• Material provided:
[Start]

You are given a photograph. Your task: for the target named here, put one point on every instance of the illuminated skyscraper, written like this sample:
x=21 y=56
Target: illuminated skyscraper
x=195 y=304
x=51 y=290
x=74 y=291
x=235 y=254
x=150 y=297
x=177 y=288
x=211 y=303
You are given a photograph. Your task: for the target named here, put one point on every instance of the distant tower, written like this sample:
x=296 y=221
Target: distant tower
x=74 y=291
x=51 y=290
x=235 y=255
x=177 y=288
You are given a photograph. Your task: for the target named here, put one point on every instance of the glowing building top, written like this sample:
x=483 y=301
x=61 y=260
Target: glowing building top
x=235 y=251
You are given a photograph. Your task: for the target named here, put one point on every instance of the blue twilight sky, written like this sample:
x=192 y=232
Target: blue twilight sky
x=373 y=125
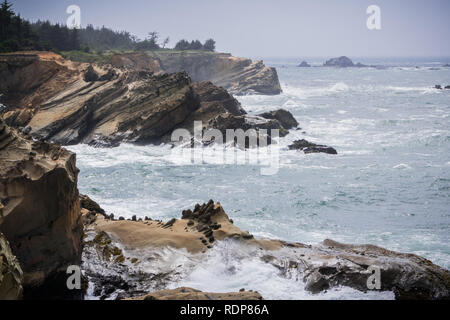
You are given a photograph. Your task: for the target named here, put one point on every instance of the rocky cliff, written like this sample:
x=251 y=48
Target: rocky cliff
x=40 y=211
x=104 y=106
x=317 y=268
x=238 y=75
x=11 y=275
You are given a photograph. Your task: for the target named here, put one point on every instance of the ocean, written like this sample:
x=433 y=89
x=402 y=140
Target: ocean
x=389 y=185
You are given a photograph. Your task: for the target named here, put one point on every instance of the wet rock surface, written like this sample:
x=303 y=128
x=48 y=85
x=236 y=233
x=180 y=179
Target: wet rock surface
x=11 y=275
x=316 y=268
x=238 y=75
x=309 y=147
x=40 y=209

[End]

• Given task:
Rescale the items beginning at the line that has "of the blue" and stopping after the line that has "x=373 y=125", including both lines. Reproduce every line, but multiply only the point coordinates in the answers by 2.6, leave the sample coordinates unchanged, and round to whole numbers with halves going up.

• Full output:
You are given a photograph. Your task: for the target named here, put one point on every instance of the blue twilight sky, written like this sample:
x=192 y=232
Target: blue twilight sky
x=970 y=325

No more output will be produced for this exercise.